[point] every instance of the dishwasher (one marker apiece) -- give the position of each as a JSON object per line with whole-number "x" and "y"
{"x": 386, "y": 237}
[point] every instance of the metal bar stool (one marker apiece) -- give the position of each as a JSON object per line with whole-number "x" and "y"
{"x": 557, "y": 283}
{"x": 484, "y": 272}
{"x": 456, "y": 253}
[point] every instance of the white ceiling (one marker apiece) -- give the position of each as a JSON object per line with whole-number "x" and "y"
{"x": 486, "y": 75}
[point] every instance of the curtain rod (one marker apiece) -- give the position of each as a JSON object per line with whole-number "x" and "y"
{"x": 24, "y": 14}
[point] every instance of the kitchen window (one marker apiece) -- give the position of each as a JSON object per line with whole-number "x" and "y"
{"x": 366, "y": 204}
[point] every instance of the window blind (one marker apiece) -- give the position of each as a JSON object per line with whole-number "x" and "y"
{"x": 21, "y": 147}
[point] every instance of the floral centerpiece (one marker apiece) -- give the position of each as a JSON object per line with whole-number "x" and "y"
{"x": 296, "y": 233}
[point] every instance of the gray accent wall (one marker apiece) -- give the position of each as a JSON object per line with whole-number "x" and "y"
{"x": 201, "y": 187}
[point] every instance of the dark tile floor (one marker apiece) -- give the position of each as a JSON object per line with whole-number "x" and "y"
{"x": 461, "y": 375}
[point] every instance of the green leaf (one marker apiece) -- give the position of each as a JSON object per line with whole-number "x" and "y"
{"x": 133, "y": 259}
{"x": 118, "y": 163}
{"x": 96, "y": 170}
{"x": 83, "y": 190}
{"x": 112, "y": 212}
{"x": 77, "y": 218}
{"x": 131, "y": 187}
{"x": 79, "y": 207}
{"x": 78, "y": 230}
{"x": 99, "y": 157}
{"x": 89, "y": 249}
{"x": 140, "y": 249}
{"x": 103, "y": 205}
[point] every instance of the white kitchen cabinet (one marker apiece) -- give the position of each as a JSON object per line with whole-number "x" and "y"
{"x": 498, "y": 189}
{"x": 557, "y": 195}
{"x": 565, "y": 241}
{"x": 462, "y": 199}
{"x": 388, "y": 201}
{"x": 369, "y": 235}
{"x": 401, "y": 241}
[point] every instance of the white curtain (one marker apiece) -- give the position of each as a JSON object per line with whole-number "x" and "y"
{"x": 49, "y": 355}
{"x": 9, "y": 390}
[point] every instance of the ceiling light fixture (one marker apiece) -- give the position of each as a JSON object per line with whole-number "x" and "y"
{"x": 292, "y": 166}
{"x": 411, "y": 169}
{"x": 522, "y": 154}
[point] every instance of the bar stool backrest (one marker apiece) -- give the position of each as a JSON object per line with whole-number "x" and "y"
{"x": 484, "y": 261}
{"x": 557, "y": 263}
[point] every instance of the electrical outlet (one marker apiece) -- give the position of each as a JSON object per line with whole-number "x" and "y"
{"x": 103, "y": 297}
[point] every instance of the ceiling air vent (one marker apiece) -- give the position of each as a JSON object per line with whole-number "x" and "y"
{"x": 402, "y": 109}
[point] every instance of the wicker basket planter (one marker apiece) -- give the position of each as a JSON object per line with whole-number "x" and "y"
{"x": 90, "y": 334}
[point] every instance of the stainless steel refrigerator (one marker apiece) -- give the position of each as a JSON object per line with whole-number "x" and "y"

- - - -

Problem to solve:
Copy everything from the line containing "[point] every instance of the electrical" down to the end of the listing, requests included. Multiply each x and y coordinate in the answers by 1.95 and round it to a whole number, with halves going up.

Full answer:
[point] every instance of the electrical outlet (one marker apiece) -- give the position of each as a JSON object per line with whole-number "x" and "y"
{"x": 201, "y": 579}
[point] every instance of the ceiling air vent (one marker apiece) -- give the position of each as a JSON object per line with whole-number "x" and "y"
{"x": 784, "y": 213}
[point] every instance of the wicker basket planter (one marker apiece) -- give the position of each as a JSON object per line with whole-number "x" and "y"
{"x": 176, "y": 651}
[point] every instance of the stainless steel refrigerator (one marker apiece) -- give the position of each as a JSON object per line with whole-number "x" and "y"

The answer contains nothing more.